## Challenge
Rewrite every line of the material from the line containing "I'd appreciate your help finding the car grille" through the line containing "[193,158,270,190]", not only the answers, and offset each coordinate in those answers by 135.

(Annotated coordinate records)
** start **
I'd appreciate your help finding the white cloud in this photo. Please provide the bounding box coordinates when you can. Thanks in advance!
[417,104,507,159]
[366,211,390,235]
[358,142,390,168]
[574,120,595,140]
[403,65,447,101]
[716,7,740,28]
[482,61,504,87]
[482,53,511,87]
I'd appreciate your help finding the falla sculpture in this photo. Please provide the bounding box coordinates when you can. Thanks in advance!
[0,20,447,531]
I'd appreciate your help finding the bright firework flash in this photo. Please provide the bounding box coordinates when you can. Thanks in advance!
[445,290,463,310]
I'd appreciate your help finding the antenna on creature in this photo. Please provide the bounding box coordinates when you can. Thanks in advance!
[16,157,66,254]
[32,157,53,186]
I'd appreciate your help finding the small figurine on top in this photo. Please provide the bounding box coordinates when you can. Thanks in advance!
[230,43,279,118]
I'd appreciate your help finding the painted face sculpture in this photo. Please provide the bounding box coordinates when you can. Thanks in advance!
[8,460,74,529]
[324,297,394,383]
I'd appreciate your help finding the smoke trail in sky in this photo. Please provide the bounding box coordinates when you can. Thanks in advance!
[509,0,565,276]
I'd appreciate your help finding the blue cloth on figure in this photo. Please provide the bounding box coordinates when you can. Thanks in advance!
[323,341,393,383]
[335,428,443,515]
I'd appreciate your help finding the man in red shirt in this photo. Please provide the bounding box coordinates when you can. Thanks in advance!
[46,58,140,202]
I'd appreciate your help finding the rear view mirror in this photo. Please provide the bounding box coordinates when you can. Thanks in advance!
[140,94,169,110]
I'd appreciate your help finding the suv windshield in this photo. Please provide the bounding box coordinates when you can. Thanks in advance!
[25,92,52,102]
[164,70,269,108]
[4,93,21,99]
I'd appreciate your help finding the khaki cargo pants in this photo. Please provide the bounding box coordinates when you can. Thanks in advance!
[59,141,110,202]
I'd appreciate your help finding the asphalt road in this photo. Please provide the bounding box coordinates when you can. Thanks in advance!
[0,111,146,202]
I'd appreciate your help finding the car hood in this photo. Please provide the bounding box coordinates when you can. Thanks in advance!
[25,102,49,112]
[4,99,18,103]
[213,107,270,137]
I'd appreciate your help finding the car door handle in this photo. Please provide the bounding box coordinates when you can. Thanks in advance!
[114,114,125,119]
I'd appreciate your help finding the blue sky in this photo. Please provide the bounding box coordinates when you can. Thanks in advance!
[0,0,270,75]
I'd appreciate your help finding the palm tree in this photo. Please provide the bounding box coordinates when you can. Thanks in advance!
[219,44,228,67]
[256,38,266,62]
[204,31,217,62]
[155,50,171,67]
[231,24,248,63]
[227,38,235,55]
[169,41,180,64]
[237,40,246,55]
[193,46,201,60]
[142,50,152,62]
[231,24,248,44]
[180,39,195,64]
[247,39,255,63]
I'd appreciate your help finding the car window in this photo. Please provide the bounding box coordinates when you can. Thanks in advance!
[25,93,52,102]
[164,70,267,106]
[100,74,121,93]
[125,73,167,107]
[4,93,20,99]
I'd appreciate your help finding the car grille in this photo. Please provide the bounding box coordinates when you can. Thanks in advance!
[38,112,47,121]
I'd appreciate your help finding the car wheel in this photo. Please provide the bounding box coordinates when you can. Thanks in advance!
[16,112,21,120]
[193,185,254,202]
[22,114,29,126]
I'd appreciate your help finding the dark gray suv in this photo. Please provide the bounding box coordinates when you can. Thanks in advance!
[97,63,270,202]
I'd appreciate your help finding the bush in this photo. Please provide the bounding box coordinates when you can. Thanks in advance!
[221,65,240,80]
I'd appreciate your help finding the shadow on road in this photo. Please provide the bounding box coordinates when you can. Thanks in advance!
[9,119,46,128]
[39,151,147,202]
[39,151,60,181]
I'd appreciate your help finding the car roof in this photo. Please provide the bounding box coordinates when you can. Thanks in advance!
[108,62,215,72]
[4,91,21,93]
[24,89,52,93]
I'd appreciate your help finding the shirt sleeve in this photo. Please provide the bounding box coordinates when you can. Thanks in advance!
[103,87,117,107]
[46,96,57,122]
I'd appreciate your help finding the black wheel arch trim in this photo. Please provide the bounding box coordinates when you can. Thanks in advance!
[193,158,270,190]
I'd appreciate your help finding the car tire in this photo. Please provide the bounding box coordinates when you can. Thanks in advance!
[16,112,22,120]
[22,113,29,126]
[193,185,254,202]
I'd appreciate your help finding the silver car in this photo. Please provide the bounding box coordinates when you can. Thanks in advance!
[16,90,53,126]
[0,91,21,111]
** end **
## Task output
I'd appreciate your help finding the car grille in this photo. Please provide the bounding box coordinates when you can. Thanks in advance!
[173,247,182,256]
I'd appreciate your help finding the car wheel in this photo. Please provide the bounding box coordinates when you can. Thanks in advance!
[151,247,156,255]
[328,320,389,337]
[157,249,164,261]
I'd appreciate your help finding the dark gray suv in this photo. Please provide the bounding box coordinates when you can. Thanks in advance!
[232,198,405,337]
I'd appreciate your help finding the bush in this photo. Please provide the bounding box coordinates when you can. Thanks in advance!
[356,200,375,215]
I'd appreciate your help finding the shadow on road in this photo. Please provide the bounding box coordinates when you can. Thanks in advance!
[144,254,181,263]
[174,286,282,337]
[174,286,195,316]
I'd appreciate your help finding the car roof in this photo. Please provide the bounding box coordinates when you can. Thanks in advance!
[243,197,350,207]
[139,226,156,228]
[159,224,187,228]
I'd appreciate your help finding the shirt sleeve in this photo. Please provide the bounding box coordinates when you can. Thanks in advance!
[238,222,252,242]
[181,231,192,257]
I'd appreciate your help finding the black wheel arch trim in this photo. Please provide the bounding box coordinates when you can. Thanks in advance!
[328,293,405,325]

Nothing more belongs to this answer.